::: GIVEN ENTRIES

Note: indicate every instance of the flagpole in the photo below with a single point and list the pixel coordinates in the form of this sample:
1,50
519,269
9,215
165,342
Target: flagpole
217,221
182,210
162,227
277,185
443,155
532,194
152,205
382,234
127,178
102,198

::::::

» WHAT TO WORK ON:
Rewrite the data above, replacing "pixel coordinates" with "x,y coordinates" and leaving everything else unchanged.

» EXPECTED ANSWER:
Note: indicate every instance of the flagpole in the photo below with a single point and list the x,y coordinates in the form of this sample:
1,50
519,269
9,215
165,342
Target: flagpole
217,221
182,210
162,227
277,185
443,155
532,194
152,205
382,234
127,178
102,198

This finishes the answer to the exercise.